» List of tasks:
• A. In the article on music and protest in Zimbabwe, which two rival politicians does Zindi say Bob Marley brought together at his peace concert?
• B. Pick up the article on music and protest in Zimbabwe after its final sentence and keep writing it.

» Supplied passage:
⟨

Following the recent violent protests, scores of people, mainly in the high-density suburbs, were victims of brutality by state security apparatus who used unimaginable force to thwart down demonstrators.

This resulted in Zimdancehall musicians Tocky Vibes and Guspy Warrior singing about the brutality and blasting the crackdown of "innocent ghetto youths".
In a number of countries, poems and music have been a tool of socio-economic change and promotion of peace.

"No artiste can retire from the arts. It is the height of naivety to suggest that a musician, poet, author, sculptor of whatever genre retires. Art is a vocation, it is not a profession. Freedom of speech and freedom after speech must be guaranteed. Artistes secure their immortality through works like Kudira Jecha. Long after the attack the song lives on — it may even outlive its creator. Such is the power of great art — check out the impact of Peter Tosh and Bob Marley long after their deaths," added Mzinyathi.

Renowned arts critic and guitarist Fred Zindi weighed in and said art was more powerful than politics.

"Music has got the power to bring together people from all walks of life without much effort. It is more powerful than politics and this is why politicians in Zimbabwe hold musical galas every year or use music in their political campaigns. Musicians in other countries have been known to change regimes," Zindi said.

"We all know how Bob Marley changed the face of Jamaica and influenced the rest of the world by simply singing political songs such as Redemption Song, Zimbabwe, Chant Down Babylon, Buffalo Soldier, Get Up Stand Up, Stand Up for Your Rights, Blackman Redemption and War, to mention only a few. We also know how Bob Marley brought together two rival politicians, Michael Manley and Edward Seaga, during his peace concert in Jamaica. That is the power of music. It can move governments," he said.

⟩

» Raw records:
⟨

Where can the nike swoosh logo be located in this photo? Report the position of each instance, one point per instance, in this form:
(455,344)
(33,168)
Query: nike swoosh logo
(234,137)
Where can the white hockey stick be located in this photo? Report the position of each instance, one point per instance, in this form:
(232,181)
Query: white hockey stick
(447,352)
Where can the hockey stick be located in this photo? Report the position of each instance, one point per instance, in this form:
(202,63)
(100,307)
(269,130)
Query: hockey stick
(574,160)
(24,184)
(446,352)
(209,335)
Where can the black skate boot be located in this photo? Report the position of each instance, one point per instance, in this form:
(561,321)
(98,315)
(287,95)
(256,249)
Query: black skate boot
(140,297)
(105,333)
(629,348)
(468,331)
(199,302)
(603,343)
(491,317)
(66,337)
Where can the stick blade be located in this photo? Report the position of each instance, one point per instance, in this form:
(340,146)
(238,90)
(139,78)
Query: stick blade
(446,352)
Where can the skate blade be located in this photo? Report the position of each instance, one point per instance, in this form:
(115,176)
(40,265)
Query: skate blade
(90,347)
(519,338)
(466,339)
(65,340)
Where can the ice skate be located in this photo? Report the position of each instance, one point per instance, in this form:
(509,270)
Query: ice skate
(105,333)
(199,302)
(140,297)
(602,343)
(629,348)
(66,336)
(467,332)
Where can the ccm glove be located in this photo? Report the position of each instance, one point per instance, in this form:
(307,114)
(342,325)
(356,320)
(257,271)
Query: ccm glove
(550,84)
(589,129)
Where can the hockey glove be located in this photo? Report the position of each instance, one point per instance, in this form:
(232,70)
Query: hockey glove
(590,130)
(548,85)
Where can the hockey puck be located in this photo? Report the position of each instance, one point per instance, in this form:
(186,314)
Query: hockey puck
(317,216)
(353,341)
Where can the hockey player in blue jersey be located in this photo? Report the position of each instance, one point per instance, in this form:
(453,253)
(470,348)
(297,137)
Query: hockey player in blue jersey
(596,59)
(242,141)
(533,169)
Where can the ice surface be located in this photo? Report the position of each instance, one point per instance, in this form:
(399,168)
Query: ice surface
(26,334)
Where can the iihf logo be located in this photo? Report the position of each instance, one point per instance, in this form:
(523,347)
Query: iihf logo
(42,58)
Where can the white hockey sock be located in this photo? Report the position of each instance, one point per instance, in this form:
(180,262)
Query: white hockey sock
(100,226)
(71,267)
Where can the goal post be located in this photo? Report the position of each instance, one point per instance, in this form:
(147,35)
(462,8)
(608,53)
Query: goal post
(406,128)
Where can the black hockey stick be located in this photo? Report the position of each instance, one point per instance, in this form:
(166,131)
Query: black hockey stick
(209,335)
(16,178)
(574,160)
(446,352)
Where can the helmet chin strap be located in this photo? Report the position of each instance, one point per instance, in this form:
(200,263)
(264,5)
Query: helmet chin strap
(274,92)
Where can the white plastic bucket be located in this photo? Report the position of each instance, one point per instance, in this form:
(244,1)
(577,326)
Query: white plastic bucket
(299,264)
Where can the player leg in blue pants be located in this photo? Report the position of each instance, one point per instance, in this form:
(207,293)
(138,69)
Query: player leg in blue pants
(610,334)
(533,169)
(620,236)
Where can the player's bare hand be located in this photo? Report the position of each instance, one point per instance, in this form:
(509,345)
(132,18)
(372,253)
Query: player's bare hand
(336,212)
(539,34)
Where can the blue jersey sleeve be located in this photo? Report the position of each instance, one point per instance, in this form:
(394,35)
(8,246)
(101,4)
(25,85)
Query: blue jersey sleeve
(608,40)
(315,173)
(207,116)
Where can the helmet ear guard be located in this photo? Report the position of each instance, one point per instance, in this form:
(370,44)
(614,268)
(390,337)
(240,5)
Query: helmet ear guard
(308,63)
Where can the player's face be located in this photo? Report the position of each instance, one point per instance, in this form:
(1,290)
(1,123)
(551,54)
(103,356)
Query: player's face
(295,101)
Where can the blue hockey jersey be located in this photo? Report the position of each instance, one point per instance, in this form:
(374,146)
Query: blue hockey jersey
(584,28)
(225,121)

⟩

» Answers to the exercises:
• A. Michael Manley and Edward Seaga.

• B.
He added that, during Zimbabwe's struggle for independence, song and dance played an essential role of unifying the freedom fighters and the masses at the same time raising their morale through messages that defined the purpose of the armed struggle.

"In a bid to preserve the morale of freedom fighters in camps and the morale of the masses at home, song and dance was used to educate, inform and entertain. For instance, Comrade Chinx inspired the guerillas with songs like Maruza Imi and Vapambi vePfumi. Freedom fighters used music and dance at all-night gatherings called ‘mapungwe' to educate the masses (povo) about the objectives of the armed struggle.

"Within Zimbabwe, Thomas Mapfumo's-PFumvu Paruzevha, Gwindingwi Rine Shumba, Zimbabwe YeVatema, Pamuromo Chete, Chauya Chauya, Mamvemve and Hokoyo are examples of political songs that inspired the masses. Politicians are aware that such political songs can influence public thinking," added Zindi.

Popular Zora musician Leonard Zhakata's hit songs Mugove and Hondo were perceived to be anti-government and "a recipe for mass protests".

Meanwhile, after Guspy Warrior and Tocky Vibes latest releases dissing the soldiers over brutality, it could be a matter of time before they meet their own fate going by history. For now, politics has shattered the society's mirror.